■ What needs to be done: The records are to be copied word for word, and the pictures dropped.

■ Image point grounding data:
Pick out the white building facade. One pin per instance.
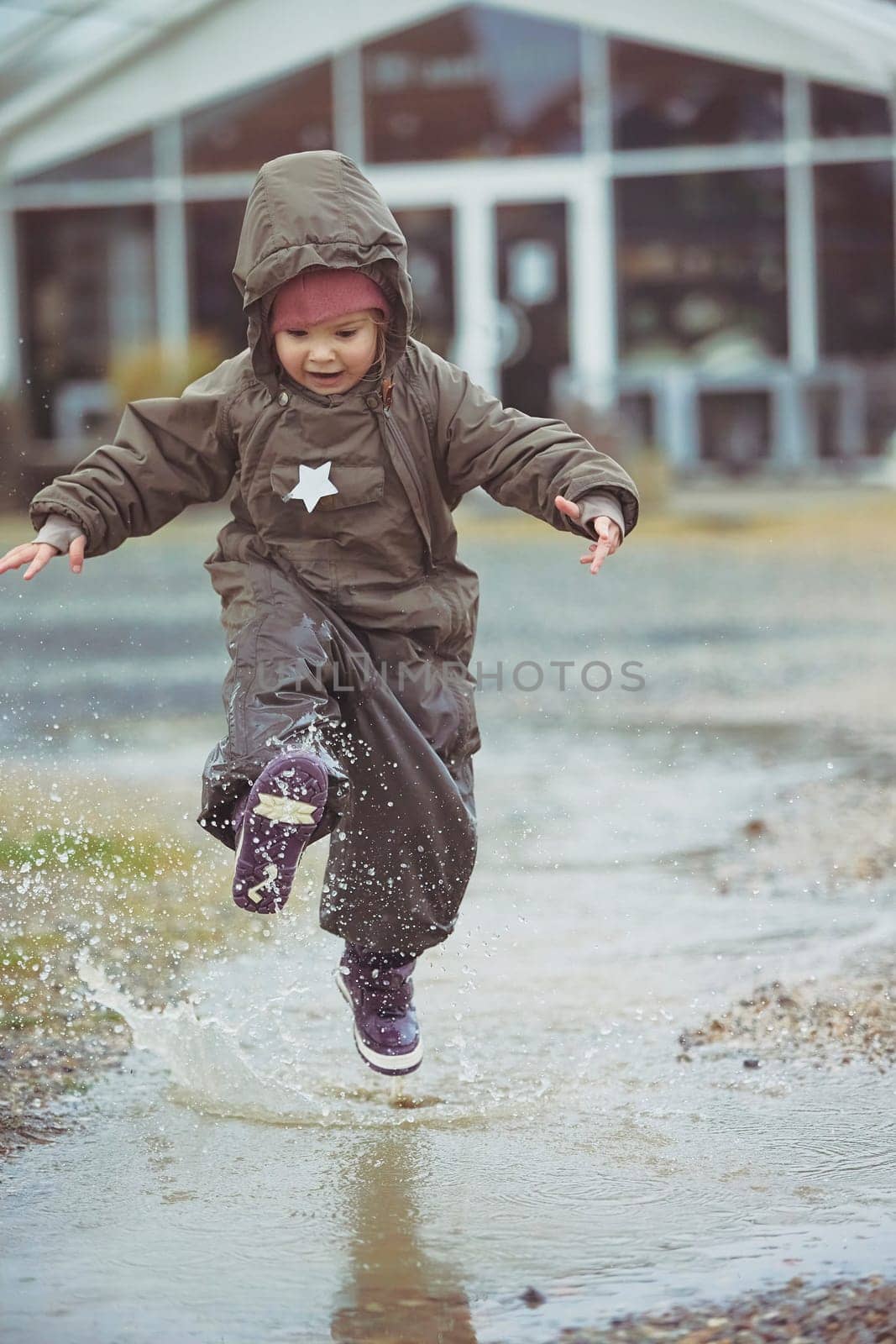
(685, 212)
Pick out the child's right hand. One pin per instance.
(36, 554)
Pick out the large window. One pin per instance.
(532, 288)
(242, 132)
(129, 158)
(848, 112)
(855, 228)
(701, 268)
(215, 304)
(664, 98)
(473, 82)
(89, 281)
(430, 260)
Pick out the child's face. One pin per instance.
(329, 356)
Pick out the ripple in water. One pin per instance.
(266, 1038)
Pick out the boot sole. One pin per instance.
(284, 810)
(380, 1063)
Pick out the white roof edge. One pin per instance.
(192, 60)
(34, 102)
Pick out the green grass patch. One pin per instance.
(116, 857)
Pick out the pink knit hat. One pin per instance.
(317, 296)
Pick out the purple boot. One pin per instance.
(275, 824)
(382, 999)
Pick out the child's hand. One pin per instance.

■ Result:
Pick out the white building facade. One pin per instance.
(685, 212)
Pick out the child's right hand. One pin per instance.
(36, 554)
Pick out the large window. One pin per instance.
(532, 288)
(242, 132)
(129, 158)
(848, 112)
(855, 228)
(701, 268)
(215, 304)
(664, 98)
(473, 82)
(89, 281)
(430, 260)
Pick out the child's face. One pin per instance.
(329, 356)
Pick out the ripple in water. One pin per instance.
(266, 1038)
Pick out the boot sole. One pin per instance.
(284, 810)
(380, 1063)
Pick out the white roof edge. One pin per instance.
(192, 60)
(34, 102)
Pick out the green grass patch. One pin per instance.
(116, 857)
Pick out the pink knit hat. One pin per instance.
(317, 296)
Pick out the purple boot. One pin per instance.
(275, 824)
(382, 999)
Pick out the child's hand. One pin per instance.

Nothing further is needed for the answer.